• Data shown
----------------

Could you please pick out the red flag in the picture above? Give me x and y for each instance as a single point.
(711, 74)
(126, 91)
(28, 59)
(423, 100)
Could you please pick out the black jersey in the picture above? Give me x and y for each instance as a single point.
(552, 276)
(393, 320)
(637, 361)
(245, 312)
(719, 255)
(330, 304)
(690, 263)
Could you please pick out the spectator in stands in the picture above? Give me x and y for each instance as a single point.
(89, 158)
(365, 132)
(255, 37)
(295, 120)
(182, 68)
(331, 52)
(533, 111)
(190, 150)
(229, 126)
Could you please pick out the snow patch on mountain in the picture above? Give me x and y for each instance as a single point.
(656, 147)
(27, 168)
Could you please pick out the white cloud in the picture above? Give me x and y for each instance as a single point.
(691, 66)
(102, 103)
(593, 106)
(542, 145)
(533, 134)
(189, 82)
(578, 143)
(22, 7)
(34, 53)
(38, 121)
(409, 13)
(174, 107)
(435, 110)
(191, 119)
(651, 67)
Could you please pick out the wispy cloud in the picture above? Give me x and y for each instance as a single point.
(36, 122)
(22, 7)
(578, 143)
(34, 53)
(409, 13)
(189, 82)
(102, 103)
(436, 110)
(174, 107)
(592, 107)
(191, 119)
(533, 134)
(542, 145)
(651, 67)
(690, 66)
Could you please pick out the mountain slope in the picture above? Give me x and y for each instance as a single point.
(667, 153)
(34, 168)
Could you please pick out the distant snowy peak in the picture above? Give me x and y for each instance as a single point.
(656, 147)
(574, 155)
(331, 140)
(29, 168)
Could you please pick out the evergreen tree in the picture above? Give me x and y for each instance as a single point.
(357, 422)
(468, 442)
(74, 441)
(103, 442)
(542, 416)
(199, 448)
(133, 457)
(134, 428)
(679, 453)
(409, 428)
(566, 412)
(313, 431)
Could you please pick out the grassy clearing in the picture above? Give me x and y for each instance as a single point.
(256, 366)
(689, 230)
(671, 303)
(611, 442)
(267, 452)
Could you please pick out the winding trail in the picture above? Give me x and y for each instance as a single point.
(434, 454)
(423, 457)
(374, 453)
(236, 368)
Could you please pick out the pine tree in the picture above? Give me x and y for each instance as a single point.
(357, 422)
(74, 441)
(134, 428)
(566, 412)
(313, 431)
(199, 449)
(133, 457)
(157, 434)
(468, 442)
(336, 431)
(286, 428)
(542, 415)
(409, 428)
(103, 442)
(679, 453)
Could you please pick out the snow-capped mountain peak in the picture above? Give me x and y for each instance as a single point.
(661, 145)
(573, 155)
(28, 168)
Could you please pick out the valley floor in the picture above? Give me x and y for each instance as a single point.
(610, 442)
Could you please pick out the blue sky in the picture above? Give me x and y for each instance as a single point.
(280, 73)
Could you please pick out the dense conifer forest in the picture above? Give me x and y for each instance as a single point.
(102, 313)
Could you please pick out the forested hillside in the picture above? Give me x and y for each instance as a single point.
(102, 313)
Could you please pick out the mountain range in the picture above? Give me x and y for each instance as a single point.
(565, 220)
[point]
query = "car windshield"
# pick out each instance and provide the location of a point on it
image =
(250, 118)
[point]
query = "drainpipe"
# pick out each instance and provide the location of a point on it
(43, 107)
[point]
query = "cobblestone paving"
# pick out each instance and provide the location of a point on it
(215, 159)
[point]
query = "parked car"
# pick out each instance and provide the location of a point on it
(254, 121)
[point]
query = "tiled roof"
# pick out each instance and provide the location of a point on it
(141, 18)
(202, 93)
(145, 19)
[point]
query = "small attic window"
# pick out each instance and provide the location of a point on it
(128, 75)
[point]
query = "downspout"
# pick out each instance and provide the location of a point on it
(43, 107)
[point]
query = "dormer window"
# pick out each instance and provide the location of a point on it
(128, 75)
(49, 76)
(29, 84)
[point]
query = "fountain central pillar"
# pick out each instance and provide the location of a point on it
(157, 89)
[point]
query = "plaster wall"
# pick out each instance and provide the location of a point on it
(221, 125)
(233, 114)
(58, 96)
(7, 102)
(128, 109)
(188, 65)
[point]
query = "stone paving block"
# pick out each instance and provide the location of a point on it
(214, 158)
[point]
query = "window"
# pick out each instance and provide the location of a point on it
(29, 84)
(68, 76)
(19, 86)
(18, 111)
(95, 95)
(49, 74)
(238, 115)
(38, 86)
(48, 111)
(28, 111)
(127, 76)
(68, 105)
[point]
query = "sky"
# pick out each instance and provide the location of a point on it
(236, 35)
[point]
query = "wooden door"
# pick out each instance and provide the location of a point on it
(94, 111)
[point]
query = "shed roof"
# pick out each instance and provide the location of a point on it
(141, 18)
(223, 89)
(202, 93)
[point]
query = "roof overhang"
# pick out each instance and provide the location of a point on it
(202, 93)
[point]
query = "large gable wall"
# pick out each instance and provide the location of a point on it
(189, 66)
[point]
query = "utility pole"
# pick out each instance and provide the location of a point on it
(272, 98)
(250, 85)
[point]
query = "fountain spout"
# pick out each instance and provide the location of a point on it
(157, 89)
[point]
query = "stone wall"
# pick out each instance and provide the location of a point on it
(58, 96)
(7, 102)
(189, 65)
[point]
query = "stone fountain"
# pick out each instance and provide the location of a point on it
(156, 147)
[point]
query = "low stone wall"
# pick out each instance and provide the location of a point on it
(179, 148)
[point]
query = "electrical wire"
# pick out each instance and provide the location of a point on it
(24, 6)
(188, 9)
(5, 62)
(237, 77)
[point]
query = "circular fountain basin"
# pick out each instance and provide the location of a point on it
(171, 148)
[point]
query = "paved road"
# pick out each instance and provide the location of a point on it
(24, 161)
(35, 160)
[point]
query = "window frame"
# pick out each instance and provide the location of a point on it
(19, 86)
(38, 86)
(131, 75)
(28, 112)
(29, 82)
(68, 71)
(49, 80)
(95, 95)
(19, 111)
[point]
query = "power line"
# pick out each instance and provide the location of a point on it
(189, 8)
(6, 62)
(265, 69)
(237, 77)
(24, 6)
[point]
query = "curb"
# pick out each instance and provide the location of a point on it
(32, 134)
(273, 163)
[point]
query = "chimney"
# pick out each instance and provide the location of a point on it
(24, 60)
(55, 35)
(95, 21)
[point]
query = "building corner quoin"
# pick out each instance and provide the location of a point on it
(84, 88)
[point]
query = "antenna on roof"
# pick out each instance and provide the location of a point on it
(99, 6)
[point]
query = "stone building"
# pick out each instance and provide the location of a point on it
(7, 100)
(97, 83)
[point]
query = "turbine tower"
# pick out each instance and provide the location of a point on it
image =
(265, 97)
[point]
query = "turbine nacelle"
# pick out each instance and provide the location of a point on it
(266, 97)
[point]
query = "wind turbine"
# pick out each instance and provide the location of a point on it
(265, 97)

----------------

• Your assignment
Your answer should be a single number, namely how many lines of the data above hold "roof".

• Task response
4